SELECTION |
--------------------------------------------------

5.25.2015

The Amber Spyglass / Philip Pullman


   WOW. 

   WOOOOOW. 

   The only way to deal with all my feelings re: this book, while maintaining a somewhat reasonable tone is to fall back on the good ol' open letter. If you haven't read this book, you should probably stay that way but still know that this is going to be spoiler-y. And so:

   Dear Philip Pullman,

   We get it, Philip Pullman, you hate God and you think anyone who believes in God is either very stupid, very subservient, or very evil. Did you have to write this book to reiterate your point in as many ways as possible? The Golden Compass was so good and The Subtle Knife was almost as good and then...this. I had hope, despite my doubts, and despite the warning signs sprinkled throughout the two first books in the trilogy, that you would be reasonable or at least employ a modicum of fairness and open-minded-ness but no: what I got was a lengthy tome just a hop skip away from hate speech. But then you turn around and make a new god out of Dust? Either one or the both of us is confused here, Philip Pullman. 

   While we're talking, Philip Pullman, I really have to ask: have you ever met a twelve year old? Or a grown woman? Because it seems like you've maybe seen children and women but you don't know any. In the first two books Mrs Coulter was pretty much Lady Macbeth but then she saw her child and BAM: woman helpless under influence of maternal feeling. Mary Mallone is the warm-hearted fairy godmother hiding 'neath the guise of an ex-nun psychicist who rejected her faith because of powerful man-kisses.

--------------------------------------------------

SUPPLIED RECORDS |
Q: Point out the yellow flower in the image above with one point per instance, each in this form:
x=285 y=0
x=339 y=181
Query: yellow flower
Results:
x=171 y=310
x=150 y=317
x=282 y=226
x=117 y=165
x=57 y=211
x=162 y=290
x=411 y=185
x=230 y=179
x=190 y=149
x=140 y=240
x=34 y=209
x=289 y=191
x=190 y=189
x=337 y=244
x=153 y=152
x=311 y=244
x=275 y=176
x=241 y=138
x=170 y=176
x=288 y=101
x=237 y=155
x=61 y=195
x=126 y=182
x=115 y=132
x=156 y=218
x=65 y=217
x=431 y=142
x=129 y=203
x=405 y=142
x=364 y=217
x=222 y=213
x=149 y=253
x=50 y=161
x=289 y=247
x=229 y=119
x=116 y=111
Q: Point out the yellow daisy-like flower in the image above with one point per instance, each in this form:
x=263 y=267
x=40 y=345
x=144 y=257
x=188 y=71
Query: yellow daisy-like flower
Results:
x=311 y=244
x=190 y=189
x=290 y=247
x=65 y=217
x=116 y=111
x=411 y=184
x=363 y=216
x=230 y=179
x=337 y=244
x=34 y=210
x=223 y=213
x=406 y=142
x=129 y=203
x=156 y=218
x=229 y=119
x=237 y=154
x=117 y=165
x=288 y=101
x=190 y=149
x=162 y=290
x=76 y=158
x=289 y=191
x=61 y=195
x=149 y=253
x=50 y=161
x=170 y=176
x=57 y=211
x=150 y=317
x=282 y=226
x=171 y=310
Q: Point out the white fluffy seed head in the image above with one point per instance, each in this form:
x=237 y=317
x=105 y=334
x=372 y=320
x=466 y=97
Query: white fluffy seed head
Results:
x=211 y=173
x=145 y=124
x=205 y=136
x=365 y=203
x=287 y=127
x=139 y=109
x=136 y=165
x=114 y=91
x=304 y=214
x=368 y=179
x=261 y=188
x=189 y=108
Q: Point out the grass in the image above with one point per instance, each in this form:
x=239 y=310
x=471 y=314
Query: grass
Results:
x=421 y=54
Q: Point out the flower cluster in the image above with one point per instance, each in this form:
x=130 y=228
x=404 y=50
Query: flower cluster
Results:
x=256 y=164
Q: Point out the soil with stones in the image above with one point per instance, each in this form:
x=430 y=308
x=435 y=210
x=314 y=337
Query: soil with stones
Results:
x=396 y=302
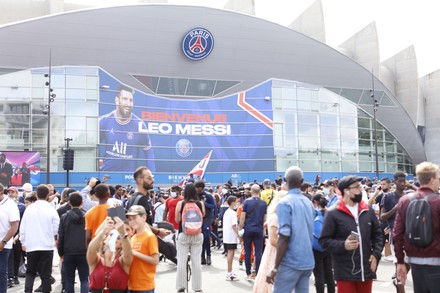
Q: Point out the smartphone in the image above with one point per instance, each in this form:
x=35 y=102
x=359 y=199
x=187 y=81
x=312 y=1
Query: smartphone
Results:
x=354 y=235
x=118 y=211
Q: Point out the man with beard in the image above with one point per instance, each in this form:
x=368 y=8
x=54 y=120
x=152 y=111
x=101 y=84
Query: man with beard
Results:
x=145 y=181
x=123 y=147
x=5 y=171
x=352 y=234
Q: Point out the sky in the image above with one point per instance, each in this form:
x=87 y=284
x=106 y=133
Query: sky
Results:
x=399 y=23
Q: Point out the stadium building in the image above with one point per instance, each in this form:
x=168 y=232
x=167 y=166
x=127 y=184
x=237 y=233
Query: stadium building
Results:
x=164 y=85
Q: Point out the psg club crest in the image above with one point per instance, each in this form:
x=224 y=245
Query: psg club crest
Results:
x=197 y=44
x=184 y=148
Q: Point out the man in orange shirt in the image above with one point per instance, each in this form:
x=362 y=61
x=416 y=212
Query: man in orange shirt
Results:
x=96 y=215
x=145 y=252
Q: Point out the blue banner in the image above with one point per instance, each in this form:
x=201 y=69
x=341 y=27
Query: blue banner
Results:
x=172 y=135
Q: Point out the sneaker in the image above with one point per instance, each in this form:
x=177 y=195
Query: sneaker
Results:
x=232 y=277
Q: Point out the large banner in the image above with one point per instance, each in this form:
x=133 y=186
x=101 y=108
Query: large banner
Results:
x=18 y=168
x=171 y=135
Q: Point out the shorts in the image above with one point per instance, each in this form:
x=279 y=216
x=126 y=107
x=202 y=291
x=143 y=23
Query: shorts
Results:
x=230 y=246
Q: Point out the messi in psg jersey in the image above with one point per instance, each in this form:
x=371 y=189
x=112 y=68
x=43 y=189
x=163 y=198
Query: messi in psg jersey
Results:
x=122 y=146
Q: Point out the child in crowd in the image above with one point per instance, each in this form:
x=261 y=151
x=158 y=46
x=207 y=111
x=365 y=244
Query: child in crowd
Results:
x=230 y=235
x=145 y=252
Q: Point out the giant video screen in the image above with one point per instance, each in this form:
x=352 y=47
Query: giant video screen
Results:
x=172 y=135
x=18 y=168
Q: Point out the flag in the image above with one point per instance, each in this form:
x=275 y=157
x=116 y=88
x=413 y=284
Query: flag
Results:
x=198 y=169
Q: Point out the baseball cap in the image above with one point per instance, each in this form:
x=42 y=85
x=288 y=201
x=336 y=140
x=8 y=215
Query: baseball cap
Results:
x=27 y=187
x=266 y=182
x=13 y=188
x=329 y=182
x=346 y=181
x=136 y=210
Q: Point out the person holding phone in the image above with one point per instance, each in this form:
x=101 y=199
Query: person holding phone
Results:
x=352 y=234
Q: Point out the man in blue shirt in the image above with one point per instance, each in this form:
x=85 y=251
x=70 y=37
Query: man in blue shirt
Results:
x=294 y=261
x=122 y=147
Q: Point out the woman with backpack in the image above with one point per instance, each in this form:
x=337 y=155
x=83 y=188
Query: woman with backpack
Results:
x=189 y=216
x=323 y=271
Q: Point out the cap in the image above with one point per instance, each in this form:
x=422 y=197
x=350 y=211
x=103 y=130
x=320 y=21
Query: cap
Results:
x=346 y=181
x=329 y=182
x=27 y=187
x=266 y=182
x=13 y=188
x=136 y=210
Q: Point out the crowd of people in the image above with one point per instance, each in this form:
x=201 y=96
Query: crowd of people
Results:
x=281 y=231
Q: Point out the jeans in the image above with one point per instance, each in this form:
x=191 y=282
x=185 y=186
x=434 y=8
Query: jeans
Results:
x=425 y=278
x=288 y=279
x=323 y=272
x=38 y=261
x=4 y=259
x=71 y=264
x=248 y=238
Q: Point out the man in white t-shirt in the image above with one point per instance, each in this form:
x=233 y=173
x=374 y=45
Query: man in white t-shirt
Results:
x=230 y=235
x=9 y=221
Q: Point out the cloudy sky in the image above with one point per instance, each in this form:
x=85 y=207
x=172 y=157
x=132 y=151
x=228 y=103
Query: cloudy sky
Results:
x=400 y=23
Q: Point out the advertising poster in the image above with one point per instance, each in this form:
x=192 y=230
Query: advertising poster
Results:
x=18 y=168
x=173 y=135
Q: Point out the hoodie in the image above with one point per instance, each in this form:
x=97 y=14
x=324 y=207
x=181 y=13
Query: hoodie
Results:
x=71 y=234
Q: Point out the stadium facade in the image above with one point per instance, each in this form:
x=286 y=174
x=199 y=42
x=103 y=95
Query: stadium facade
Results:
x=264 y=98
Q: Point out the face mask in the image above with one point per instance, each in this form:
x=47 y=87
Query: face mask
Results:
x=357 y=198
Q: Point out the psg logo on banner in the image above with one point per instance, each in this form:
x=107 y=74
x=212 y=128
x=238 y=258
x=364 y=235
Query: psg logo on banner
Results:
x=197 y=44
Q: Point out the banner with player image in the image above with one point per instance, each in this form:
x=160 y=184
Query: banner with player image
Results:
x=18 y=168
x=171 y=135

--------------------------------------------------

PROBLEMS AND TASKS |
**A.** According to the review of The Amber Spyglass, which book in the trilogy was almost as good as The Golden Compass?
**B.** Print the part of the review of The Amber Spyglass starting at "While we're talking, Philip" and ending at "of powerful man-kisses.".
**C.** Carry on the review of The Amber Spyglass, picking up after its last sentence.

ANSWERS FOR THIS EXERCISE |
**A.** The Subtle Knife

**B.**
While we're talking, Philip Pullman, I really have to ask: have you ever met a twelve year old? Or a grown woman? Because it seems like you've maybe seen children and women but you don't know any. In the first two books Mrs Coulter was pretty much Lady Macbeth but then she saw her child and BAM: woman helpless under influence of maternal feeling. Mary Mallone is the warm-hearted fairy godmother hiding 'neath the guise of an ex-nun psychicist who rejected her faith because of powerful man-kisses.

**C.**
   Speaking of kissing, please, please tell me I was reading it wrong when you were implying that 12 year olds had sex and thereby saved the multiple universes with their magical love. They are TWELVE, Philip Pullman. Twelve. Call me a prude but I really think people should develop adult cognitive faculties before having sex. And if you weren't weirdly saying they had sex but just meant that they smooched for awhile, why did you write it so weird? SO WEIRD. I felt icky reading it, Philip Pullman. ICKY I SAY. 

   The device of using prepubescent sex as a deus ex machina aside, the plot in this book was so all over the place that all I can think to do is send you my deepest condolences for the death of your editor, since there can be no other excuse for the truly heroic lengths you went to to build such a bizarrely labyrinthine plot that promises so much and delivers so little. You added characters to the story whose only purpose was to add far too many pages of pointless narrative to an already too-long story. (Like Father Gomez. Why was he there? And then he was killed by the angel who we all assumed was dead a few hundred pages earlier. Why do you hate me, Philip Pullman?)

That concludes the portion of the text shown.